- **GIVEN TASK**: In the records below, copy out word for word the lines starting with the one containing "get_box(concrete sidewalk)" and going on through the one containing "[94,382,409,537]", both included.

- **RECORDS FOR THE EXERCISE**:
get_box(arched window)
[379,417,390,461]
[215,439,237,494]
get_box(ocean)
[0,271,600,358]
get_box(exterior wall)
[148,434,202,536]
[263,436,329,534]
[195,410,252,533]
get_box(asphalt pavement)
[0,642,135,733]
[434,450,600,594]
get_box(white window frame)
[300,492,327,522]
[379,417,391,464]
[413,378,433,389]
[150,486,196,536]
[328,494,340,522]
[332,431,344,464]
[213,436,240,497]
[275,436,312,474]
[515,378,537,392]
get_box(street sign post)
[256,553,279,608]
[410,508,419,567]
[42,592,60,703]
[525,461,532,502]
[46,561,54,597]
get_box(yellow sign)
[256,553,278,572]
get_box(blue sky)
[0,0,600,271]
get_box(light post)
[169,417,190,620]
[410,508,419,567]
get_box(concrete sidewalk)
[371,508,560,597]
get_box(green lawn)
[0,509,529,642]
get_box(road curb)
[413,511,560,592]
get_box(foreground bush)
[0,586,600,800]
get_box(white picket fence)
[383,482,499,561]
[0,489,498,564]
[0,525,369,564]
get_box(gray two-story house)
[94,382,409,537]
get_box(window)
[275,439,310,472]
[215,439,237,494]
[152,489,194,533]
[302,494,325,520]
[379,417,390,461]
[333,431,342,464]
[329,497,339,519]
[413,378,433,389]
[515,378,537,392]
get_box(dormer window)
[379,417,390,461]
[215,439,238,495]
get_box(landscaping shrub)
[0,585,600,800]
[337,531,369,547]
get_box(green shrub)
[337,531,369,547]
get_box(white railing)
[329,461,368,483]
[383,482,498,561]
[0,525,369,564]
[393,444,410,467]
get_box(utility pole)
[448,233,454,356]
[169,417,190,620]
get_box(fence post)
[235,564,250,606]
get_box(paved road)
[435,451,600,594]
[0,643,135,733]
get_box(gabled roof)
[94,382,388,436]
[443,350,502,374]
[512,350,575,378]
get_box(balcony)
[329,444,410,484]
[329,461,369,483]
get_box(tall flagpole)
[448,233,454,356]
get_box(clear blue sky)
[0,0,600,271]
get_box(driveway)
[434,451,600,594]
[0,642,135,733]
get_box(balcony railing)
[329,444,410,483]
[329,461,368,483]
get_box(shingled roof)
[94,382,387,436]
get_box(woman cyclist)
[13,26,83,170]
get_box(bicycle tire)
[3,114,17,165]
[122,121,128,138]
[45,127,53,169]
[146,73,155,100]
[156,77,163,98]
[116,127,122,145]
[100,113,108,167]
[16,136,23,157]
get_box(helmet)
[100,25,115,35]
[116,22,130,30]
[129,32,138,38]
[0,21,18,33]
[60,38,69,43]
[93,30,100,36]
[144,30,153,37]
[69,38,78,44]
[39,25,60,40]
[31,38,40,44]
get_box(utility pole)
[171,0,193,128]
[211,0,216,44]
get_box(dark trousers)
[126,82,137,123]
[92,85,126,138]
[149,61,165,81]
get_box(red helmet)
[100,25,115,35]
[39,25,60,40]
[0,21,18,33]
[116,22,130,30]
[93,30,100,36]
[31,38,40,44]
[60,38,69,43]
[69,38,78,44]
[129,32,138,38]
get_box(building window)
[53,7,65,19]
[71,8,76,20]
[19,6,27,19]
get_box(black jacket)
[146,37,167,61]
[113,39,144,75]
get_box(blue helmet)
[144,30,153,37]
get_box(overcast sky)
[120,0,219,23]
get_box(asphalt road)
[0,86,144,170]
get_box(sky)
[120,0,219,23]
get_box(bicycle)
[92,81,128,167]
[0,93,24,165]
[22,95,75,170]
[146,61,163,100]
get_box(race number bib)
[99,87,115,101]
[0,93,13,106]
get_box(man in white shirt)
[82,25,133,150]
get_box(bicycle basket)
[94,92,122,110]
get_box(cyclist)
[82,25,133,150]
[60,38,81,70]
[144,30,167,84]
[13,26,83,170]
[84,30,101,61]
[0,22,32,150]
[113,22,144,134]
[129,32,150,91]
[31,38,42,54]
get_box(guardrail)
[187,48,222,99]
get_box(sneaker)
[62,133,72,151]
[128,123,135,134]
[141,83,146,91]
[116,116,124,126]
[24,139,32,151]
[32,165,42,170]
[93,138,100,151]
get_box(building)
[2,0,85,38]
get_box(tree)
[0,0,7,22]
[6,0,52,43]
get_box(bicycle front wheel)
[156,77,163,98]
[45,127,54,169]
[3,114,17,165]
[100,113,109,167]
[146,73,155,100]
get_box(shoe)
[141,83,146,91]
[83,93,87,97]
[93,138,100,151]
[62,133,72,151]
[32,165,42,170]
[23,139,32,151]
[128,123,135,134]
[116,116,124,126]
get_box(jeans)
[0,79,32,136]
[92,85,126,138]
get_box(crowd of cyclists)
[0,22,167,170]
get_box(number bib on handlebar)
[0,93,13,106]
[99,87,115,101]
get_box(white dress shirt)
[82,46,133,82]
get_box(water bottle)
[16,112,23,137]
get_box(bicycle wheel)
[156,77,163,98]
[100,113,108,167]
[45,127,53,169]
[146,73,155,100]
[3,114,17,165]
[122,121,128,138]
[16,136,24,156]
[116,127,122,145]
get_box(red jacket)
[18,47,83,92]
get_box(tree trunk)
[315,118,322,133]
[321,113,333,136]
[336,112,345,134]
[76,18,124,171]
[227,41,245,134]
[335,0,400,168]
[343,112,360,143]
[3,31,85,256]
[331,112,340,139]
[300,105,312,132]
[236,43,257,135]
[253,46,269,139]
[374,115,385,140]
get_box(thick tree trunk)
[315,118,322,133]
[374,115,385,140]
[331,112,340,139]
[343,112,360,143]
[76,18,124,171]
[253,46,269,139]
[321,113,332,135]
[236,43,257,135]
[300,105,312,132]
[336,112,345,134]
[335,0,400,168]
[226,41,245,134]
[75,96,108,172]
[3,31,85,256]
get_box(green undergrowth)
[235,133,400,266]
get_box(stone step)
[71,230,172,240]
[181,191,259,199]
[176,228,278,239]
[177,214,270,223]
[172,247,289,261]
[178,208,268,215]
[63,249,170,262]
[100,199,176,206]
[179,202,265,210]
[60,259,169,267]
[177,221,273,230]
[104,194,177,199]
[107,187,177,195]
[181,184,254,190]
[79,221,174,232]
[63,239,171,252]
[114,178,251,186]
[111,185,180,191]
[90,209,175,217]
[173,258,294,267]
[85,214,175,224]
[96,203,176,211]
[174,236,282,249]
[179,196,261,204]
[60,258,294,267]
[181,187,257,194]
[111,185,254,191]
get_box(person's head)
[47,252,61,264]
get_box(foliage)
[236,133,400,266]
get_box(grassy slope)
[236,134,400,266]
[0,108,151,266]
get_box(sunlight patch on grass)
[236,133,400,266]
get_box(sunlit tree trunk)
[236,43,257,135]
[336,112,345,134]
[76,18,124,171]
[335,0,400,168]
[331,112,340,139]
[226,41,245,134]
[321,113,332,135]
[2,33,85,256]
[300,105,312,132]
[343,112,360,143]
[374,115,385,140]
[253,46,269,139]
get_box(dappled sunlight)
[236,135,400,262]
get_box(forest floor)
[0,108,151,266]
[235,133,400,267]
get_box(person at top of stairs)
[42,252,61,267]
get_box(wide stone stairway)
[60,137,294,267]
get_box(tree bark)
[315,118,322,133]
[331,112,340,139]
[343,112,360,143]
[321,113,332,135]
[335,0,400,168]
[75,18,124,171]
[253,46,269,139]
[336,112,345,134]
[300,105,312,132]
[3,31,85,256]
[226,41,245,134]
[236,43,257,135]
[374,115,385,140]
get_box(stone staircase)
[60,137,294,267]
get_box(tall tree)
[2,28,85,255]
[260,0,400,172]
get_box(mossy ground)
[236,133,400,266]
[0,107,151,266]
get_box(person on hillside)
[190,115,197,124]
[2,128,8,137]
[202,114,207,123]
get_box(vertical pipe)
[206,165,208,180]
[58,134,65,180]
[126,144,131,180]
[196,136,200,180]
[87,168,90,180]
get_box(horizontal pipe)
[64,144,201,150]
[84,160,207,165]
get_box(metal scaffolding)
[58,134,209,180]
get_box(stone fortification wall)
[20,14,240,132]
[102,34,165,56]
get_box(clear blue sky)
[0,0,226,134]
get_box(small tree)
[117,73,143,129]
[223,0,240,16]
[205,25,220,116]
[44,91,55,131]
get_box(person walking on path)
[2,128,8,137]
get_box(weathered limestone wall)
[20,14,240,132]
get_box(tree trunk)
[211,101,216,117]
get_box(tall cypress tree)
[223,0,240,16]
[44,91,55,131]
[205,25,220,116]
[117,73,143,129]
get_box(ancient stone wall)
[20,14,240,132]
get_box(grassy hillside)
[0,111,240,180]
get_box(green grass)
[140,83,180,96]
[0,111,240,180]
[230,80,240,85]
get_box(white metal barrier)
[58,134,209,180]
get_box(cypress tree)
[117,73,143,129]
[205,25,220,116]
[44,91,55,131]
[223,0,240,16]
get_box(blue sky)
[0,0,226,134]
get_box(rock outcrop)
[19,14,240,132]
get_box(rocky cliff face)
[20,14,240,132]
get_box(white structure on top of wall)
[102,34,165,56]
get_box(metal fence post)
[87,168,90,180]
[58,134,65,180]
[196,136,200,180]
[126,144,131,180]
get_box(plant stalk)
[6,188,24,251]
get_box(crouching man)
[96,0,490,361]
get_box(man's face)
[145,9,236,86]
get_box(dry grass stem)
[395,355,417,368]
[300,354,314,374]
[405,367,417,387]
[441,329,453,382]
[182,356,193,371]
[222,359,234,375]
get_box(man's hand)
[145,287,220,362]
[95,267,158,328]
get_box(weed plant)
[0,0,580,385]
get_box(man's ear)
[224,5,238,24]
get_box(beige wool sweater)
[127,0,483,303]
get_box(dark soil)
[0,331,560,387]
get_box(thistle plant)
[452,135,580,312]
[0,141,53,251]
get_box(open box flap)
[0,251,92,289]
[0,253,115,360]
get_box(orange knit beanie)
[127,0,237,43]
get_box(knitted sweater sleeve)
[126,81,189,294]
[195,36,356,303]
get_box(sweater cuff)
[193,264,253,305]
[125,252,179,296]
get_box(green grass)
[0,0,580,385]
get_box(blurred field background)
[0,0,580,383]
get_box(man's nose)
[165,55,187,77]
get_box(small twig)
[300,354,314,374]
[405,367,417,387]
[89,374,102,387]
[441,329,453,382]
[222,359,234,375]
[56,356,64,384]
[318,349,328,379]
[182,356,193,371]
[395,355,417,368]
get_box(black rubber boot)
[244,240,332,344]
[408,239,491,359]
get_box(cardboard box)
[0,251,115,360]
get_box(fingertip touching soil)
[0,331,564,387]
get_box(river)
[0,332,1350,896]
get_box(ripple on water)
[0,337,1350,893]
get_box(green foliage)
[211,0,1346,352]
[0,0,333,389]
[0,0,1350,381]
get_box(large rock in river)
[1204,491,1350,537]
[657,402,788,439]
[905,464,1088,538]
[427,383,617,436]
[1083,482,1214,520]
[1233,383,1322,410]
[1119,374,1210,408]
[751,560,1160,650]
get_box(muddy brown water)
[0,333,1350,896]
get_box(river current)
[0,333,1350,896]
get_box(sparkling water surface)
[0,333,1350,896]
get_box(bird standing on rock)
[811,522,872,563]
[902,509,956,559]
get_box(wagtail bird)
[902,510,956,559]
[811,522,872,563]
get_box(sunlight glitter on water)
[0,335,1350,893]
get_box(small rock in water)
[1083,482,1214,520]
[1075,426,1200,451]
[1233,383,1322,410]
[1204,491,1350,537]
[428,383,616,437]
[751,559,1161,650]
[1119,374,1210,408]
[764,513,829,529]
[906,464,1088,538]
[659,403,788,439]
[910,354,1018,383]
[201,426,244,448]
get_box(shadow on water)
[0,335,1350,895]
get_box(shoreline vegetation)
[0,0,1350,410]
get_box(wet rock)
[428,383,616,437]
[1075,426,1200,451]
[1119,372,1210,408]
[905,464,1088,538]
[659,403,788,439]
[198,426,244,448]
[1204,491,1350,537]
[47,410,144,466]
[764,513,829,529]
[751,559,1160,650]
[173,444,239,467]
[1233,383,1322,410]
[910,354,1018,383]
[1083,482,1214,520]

- **FULL ANSWER**:
get_box(concrete sidewalk)
[371,508,560,597]
get_box(green lawn)
[0,509,529,642]
get_box(road curb)
[413,511,560,592]
get_box(foreground bush)
[0,586,600,800]
get_box(white picket fence)
[383,482,499,561]
[0,489,498,564]
[0,525,369,564]
get_box(gray two-story house)
[94,382,409,537]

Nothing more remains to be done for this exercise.